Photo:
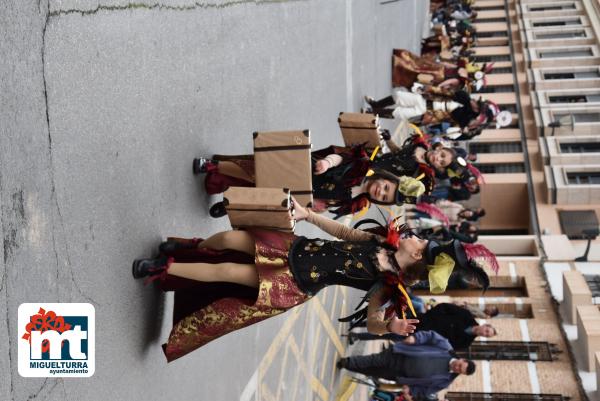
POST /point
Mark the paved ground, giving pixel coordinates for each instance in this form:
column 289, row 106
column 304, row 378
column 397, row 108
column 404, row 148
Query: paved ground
column 103, row 106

•••••

Stated exercise:
Substitute "asphalt surface" for every "paved ground" in the listing above and write the listing out again with nothing else changed, leaving out the pictures.

Right answer:
Photo:
POST /point
Mark the asphalt surface, giving pixel coordinates for each instance in this form:
column 289, row 106
column 304, row 378
column 397, row 108
column 404, row 148
Query: asphalt surface
column 103, row 106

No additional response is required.